[Dataset excerpt]

##########

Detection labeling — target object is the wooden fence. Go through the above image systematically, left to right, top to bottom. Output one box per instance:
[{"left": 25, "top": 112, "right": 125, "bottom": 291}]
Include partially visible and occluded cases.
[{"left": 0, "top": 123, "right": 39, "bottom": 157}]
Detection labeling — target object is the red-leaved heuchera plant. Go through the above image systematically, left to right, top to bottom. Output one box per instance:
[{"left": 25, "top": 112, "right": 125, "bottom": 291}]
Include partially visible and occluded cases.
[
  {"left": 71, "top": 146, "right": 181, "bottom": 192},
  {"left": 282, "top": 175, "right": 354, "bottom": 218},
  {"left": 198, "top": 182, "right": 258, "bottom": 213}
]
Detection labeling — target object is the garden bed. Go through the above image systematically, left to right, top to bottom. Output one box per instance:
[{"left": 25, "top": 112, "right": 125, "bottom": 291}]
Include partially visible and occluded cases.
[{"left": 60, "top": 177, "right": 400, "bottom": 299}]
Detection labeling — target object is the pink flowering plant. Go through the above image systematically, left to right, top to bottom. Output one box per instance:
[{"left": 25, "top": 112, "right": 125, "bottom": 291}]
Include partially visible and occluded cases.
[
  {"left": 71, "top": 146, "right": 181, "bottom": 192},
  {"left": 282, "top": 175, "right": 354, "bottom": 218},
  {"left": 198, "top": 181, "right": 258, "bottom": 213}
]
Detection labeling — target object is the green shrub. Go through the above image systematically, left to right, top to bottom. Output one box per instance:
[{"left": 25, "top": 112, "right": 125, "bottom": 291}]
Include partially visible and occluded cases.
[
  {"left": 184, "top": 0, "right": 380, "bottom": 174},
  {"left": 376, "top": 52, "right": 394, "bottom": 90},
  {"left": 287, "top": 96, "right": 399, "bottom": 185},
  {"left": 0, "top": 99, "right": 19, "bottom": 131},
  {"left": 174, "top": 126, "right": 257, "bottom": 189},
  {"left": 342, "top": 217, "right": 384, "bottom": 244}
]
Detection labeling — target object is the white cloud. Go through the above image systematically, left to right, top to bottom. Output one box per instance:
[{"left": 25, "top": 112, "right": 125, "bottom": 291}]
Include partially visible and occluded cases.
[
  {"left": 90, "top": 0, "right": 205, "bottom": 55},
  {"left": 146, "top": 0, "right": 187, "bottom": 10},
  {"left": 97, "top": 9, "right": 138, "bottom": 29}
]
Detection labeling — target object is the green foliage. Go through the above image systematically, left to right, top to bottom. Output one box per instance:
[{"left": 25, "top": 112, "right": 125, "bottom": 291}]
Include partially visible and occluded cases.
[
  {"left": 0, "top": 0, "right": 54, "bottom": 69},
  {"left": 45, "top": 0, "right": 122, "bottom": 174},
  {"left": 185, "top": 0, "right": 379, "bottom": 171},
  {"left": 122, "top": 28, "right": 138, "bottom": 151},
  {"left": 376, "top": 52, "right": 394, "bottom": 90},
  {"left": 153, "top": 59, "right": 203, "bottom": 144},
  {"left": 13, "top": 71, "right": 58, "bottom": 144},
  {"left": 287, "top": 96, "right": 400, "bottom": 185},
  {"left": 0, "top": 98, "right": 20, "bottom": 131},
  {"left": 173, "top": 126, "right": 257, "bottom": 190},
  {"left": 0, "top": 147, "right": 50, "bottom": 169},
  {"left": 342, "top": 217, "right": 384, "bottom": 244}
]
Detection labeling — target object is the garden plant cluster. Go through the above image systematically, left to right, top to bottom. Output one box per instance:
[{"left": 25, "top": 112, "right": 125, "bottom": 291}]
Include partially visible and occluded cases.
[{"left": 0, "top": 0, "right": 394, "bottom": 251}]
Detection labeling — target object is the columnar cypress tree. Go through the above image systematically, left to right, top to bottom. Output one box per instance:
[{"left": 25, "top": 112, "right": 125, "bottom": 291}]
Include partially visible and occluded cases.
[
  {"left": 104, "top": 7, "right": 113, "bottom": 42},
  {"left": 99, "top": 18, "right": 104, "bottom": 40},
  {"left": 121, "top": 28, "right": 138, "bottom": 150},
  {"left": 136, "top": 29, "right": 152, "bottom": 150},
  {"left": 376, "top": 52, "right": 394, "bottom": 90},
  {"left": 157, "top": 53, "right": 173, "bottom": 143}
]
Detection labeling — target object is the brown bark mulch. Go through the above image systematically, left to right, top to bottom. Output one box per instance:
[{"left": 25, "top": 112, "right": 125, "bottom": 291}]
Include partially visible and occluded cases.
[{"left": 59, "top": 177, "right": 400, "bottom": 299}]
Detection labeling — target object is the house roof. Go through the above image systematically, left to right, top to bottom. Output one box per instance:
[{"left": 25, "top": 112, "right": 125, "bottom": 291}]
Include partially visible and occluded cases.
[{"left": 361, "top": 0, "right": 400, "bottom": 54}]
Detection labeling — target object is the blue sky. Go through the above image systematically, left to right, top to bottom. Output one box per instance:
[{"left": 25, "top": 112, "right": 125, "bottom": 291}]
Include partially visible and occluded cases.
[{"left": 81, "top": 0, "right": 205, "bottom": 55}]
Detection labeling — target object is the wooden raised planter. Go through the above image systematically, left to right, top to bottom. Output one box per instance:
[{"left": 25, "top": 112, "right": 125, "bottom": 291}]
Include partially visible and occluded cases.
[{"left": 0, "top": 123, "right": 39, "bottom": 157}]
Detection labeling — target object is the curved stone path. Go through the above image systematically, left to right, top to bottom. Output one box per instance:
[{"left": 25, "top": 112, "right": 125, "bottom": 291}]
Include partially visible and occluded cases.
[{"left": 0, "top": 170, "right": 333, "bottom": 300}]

##########

Transcribe all of the material above, line for line, without changing anything.

## Solution for this task
Detection labeling — target object is the wooden fence. Go through the above image systematically, left to right, top to bottom. Output one box per instance:
[{"left": 25, "top": 112, "right": 125, "bottom": 291}]
Include partially visible and occluded cases.
[{"left": 0, "top": 123, "right": 39, "bottom": 157}]
Detection labeling — target object is the red-leaved heuchera plant. Go through the above image systematically, left to right, top to bottom. Output one box per instance:
[{"left": 25, "top": 112, "right": 125, "bottom": 291}]
Include partially visible and occluded cases.
[
  {"left": 71, "top": 146, "right": 181, "bottom": 192},
  {"left": 282, "top": 175, "right": 354, "bottom": 218},
  {"left": 198, "top": 182, "right": 258, "bottom": 213}
]
Detection labeling — target object is the garden bed. Go through the above image systematically, left to right, top to bottom. Output one box per instance:
[{"left": 25, "top": 112, "right": 125, "bottom": 291}]
Include partially visible and occluded cases.
[{"left": 60, "top": 177, "right": 400, "bottom": 299}]
Detection labeling — target object is the pink flowering plant. Go through the above image systematically, left to right, top to bottom. Output one box per instance:
[{"left": 25, "top": 112, "right": 125, "bottom": 291}]
Include partially visible and occluded cases.
[
  {"left": 71, "top": 146, "right": 181, "bottom": 192},
  {"left": 282, "top": 175, "right": 354, "bottom": 218},
  {"left": 198, "top": 181, "right": 258, "bottom": 213}
]
Detection labeling — target object is the green shrub. Go through the above image systematically, left to right, top to bottom. Output one box per instance:
[{"left": 25, "top": 112, "right": 125, "bottom": 291}]
Include partially visible and occluded cases.
[
  {"left": 184, "top": 0, "right": 380, "bottom": 174},
  {"left": 376, "top": 52, "right": 394, "bottom": 90},
  {"left": 287, "top": 96, "right": 399, "bottom": 185},
  {"left": 0, "top": 99, "right": 19, "bottom": 131},
  {"left": 174, "top": 126, "right": 257, "bottom": 189},
  {"left": 342, "top": 217, "right": 384, "bottom": 244}
]
Detection labeling — target object is the white cloud. Go through the above image systematically, left to right, top to bottom. Output one box per instance:
[{"left": 25, "top": 112, "right": 125, "bottom": 291}]
Include partially visible and occluded cases.
[
  {"left": 90, "top": 0, "right": 205, "bottom": 55},
  {"left": 146, "top": 0, "right": 187, "bottom": 10},
  {"left": 97, "top": 9, "right": 138, "bottom": 29}
]
Detection labeling — target object is the green foliage. Go through the above image systematically, left to right, top to bottom. Output one box per instance:
[{"left": 25, "top": 112, "right": 125, "bottom": 291}]
Include partially visible and occluded cases.
[
  {"left": 0, "top": 0, "right": 54, "bottom": 69},
  {"left": 45, "top": 0, "right": 122, "bottom": 174},
  {"left": 185, "top": 0, "right": 379, "bottom": 171},
  {"left": 122, "top": 28, "right": 138, "bottom": 151},
  {"left": 376, "top": 52, "right": 394, "bottom": 90},
  {"left": 153, "top": 59, "right": 203, "bottom": 144},
  {"left": 13, "top": 71, "right": 58, "bottom": 144},
  {"left": 287, "top": 96, "right": 400, "bottom": 185},
  {"left": 0, "top": 98, "right": 20, "bottom": 131},
  {"left": 173, "top": 126, "right": 257, "bottom": 190},
  {"left": 0, "top": 147, "right": 50, "bottom": 169},
  {"left": 342, "top": 217, "right": 384, "bottom": 244}
]
Detection labeling — target object is the garden plant cluster. Go through the above image systematically, left to right, top to bottom. Output one box per instance:
[{"left": 25, "top": 112, "right": 125, "bottom": 291}]
Include partially visible and occluded cases.
[{"left": 0, "top": 0, "right": 394, "bottom": 251}]
Detection labeling — target object is the columnar cypress tree. Go through the above image systematically, left to right, top to bottom. Output one box per instance:
[{"left": 25, "top": 112, "right": 125, "bottom": 291}]
Include partially visible and occluded cases.
[
  {"left": 104, "top": 7, "right": 113, "bottom": 42},
  {"left": 99, "top": 18, "right": 104, "bottom": 40},
  {"left": 121, "top": 28, "right": 138, "bottom": 150},
  {"left": 136, "top": 29, "right": 152, "bottom": 150},
  {"left": 376, "top": 52, "right": 394, "bottom": 90},
  {"left": 157, "top": 53, "right": 173, "bottom": 143}
]
Detection labeling — target object is the brown bark mulch. Go through the above image systematically, left to right, top to bottom. Output one box per instance:
[{"left": 25, "top": 112, "right": 125, "bottom": 291}]
Include partially visible and occluded cases.
[{"left": 59, "top": 177, "right": 400, "bottom": 299}]
Detection labeling — target object is the house roof. Go through the above image systematically, left to right, top to bottom. Output one box per instance:
[{"left": 25, "top": 112, "right": 125, "bottom": 291}]
Include partially visible and occluded cases.
[{"left": 361, "top": 0, "right": 400, "bottom": 54}]
Detection labeling — target object is the blue sky. Go through the above image systematically, left to right, top to bottom. Output one box per instance:
[{"left": 25, "top": 112, "right": 125, "bottom": 291}]
Include partially visible and occluded cases.
[{"left": 81, "top": 0, "right": 205, "bottom": 55}]
Detection labeling — target object is the wooden raised planter. Go through the above image systematically, left to right, top to bottom. Output one box per instance:
[{"left": 25, "top": 112, "right": 125, "bottom": 291}]
Include partially visible and occluded cases.
[{"left": 0, "top": 123, "right": 39, "bottom": 157}]
Detection labeling — target object is the curved stone path. Go through the above image systematically, left to right, top to bottom. Output one box per instance:
[{"left": 25, "top": 112, "right": 125, "bottom": 291}]
Include partially visible and occluded cases.
[{"left": 0, "top": 170, "right": 333, "bottom": 300}]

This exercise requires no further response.